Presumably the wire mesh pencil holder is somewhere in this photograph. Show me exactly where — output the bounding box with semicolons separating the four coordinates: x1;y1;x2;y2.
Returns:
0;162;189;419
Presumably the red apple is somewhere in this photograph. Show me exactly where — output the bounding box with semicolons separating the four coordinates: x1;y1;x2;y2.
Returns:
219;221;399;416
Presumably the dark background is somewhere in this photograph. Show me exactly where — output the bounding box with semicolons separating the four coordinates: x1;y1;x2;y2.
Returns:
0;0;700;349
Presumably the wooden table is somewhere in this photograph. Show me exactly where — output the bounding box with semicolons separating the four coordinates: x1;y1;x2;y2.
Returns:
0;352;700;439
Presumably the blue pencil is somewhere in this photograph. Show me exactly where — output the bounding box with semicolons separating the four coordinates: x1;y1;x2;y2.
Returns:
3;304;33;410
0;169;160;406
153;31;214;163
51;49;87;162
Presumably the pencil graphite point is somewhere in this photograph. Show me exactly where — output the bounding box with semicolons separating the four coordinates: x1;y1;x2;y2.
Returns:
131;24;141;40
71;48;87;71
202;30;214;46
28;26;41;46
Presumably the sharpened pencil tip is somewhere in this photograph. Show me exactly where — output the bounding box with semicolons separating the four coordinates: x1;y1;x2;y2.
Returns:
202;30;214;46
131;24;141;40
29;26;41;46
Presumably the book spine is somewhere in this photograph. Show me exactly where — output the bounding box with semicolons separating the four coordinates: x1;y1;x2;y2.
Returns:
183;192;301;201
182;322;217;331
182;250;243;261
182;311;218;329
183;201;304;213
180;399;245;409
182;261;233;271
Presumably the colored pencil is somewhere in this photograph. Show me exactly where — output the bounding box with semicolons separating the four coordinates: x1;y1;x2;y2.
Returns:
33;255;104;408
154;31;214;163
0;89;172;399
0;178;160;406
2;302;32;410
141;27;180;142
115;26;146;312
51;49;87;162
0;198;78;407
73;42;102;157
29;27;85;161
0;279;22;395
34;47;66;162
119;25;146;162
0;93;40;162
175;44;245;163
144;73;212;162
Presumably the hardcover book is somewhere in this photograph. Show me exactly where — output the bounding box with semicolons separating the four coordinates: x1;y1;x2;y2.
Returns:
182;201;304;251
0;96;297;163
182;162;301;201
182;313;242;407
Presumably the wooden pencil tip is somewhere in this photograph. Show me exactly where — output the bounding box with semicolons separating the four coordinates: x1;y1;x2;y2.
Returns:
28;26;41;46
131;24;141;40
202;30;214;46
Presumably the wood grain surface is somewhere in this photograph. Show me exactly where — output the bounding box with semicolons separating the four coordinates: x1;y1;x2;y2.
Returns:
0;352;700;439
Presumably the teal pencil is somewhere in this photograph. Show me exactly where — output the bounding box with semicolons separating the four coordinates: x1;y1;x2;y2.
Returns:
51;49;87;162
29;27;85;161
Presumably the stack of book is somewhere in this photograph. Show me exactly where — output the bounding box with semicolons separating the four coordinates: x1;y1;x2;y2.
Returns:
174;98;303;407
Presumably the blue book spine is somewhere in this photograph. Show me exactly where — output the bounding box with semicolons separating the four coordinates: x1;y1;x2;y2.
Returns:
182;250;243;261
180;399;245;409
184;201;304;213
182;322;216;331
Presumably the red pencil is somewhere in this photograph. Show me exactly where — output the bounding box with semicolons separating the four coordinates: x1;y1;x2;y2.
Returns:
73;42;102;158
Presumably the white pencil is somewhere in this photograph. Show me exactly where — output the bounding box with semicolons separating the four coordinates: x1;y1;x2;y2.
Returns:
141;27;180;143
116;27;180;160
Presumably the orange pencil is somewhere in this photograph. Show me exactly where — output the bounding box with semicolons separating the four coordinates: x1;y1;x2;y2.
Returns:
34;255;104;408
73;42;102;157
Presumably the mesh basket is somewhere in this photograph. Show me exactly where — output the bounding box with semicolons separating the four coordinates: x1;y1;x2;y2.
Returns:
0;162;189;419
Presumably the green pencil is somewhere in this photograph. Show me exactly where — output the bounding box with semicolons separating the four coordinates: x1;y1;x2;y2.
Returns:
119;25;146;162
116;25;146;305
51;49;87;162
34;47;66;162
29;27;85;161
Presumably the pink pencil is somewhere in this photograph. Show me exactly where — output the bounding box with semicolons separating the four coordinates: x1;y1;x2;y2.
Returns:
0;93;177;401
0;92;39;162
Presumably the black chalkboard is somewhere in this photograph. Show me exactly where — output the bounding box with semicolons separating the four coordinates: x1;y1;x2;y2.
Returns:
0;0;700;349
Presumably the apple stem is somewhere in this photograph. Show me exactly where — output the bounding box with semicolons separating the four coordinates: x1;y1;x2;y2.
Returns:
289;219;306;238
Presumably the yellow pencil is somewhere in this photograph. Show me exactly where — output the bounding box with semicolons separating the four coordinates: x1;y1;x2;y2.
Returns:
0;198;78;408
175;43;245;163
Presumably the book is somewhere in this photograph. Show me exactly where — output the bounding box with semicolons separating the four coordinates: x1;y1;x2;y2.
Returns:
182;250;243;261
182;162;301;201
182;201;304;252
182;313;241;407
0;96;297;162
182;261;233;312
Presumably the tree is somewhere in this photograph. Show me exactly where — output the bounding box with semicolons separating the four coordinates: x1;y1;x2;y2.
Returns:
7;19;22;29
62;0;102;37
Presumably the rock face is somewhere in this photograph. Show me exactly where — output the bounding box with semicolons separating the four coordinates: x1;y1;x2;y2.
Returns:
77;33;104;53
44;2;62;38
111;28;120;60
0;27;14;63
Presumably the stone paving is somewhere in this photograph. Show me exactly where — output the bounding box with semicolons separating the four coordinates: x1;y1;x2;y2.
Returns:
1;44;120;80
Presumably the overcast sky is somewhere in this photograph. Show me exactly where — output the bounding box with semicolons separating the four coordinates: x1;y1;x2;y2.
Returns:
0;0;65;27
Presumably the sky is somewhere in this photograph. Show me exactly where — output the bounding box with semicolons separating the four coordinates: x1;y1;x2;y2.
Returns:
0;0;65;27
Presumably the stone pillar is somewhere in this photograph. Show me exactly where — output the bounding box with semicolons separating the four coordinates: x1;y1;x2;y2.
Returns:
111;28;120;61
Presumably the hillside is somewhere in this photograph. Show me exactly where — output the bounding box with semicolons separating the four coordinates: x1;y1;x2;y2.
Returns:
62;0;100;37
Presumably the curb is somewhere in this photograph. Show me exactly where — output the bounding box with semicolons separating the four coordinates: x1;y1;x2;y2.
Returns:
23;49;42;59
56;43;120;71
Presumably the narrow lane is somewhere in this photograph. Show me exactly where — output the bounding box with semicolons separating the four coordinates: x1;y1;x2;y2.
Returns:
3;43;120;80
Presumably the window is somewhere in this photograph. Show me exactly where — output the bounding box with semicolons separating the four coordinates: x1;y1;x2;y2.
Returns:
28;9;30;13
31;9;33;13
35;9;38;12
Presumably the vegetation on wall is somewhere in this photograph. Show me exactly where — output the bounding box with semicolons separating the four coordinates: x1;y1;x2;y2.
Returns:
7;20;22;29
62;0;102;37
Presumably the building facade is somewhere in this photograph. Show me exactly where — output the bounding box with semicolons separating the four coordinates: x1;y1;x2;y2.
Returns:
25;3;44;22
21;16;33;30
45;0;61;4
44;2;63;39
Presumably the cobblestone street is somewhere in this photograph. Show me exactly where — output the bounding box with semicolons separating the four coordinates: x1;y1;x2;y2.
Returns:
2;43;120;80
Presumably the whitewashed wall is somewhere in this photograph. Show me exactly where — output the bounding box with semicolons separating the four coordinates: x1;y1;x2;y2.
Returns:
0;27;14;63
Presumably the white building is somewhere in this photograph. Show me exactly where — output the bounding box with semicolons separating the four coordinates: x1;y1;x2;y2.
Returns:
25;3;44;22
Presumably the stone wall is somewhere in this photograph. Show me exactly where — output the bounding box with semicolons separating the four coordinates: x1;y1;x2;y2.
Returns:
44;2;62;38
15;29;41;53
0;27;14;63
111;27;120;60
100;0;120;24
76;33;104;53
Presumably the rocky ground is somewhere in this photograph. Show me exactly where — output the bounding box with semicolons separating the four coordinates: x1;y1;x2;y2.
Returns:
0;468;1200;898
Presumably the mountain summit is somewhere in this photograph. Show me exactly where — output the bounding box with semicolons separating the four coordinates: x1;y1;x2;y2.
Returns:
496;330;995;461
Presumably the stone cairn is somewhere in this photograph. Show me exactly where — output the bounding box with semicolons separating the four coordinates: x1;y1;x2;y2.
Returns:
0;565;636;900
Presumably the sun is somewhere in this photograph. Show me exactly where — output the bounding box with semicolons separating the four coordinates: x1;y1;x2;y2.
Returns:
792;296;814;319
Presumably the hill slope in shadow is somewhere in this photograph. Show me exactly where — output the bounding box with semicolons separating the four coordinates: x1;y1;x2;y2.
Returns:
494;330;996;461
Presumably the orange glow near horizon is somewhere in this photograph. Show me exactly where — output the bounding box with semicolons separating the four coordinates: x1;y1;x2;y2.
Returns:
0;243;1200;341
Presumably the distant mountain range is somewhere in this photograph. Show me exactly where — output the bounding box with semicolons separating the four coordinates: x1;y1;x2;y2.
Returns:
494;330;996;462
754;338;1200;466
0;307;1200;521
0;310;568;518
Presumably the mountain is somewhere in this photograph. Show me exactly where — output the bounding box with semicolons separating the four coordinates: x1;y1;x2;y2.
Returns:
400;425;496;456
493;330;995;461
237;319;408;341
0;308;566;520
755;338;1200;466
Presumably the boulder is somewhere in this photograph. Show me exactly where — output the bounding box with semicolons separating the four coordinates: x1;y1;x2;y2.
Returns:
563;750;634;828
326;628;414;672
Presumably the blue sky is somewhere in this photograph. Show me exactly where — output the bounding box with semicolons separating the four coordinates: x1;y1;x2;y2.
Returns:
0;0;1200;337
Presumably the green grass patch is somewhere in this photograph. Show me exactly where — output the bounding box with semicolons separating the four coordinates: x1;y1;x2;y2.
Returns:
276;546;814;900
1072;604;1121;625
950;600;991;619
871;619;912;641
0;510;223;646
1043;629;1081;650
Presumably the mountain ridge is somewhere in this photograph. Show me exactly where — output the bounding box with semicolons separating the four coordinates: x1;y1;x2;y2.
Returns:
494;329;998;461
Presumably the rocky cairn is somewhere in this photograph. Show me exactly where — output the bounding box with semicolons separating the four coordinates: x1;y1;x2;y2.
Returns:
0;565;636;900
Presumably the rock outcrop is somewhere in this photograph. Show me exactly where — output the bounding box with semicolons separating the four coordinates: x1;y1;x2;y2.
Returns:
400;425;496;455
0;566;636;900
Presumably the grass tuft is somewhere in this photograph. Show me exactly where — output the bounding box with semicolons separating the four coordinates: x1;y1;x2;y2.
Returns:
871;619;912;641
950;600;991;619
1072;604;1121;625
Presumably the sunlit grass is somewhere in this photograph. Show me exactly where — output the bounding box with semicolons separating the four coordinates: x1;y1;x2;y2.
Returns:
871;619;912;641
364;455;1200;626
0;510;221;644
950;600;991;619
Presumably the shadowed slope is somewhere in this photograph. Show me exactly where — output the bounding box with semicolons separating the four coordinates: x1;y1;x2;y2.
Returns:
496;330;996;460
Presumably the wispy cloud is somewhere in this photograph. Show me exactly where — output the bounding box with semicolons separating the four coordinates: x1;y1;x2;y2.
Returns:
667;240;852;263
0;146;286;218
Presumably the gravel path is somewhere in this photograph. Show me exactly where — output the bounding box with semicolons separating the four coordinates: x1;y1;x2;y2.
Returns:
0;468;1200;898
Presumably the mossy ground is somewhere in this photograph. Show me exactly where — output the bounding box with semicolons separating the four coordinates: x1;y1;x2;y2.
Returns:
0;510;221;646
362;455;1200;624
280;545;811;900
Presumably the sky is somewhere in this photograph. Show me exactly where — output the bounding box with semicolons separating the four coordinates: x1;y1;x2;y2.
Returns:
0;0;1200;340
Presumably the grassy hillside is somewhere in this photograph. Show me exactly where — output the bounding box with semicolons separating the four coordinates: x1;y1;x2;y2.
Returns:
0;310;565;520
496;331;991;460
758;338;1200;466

====

Convert everything in the listing above, from the line containing "Presumably the red pencil" down to the line containing "0;92;39;162", into a Markdown table with columns Row and Line, leaving out blank lines.

| Row | Line |
|---|---|
| 1 | Presumably the red pencil is somewhere in this photograph. Show me exactly where — output the bounding box with semicolons separating the four coordinates: x1;y1;x2;y2. |
| 2 | Returns: |
| 3 | 73;42;102;158 |
| 4 | Presumably the white pencil is somewhere in this photograph. Show me exactly where — output the bounding box with semicolons separating the four coordinates: x1;y1;x2;y2. |
| 5 | Returns: |
| 6 | 141;27;180;143 |
| 7 | 116;27;180;160 |
| 8 | Presumably the orange pencil is somewhere in this photograph. Show me exactly where — output the bounding box with semicolons separating the four coordinates: x1;y1;x2;y2. |
| 9 | Returns: |
| 10 | 34;255;104;408 |
| 11 | 73;42;102;157 |
| 12 | Presumably the mesh basket is somewhere in this photograph. Show me exactly where — output the bounding box with semicolons separating the four coordinates: x1;y1;x2;y2. |
| 13 | Returns: |
| 14 | 0;162;189;419 |
| 15 | Presumably the green pencil is somewhere in this photograph. Show me exactly where — output the bounding box with semicolons separating the four coordinates: x1;y1;x2;y2. |
| 16 | Returns: |
| 17 | 119;25;146;162 |
| 18 | 116;25;146;305 |
| 19 | 51;49;87;162 |
| 20 | 34;47;66;162 |
| 21 | 29;27;85;161 |
| 22 | Presumably the pink pencil is somewhere in this photograph. Show me exactly where — output the bounding box with semicolons separating the four coordinates: x1;y1;x2;y2. |
| 23 | Returns: |
| 24 | 0;93;177;401 |
| 25 | 0;92;39;162 |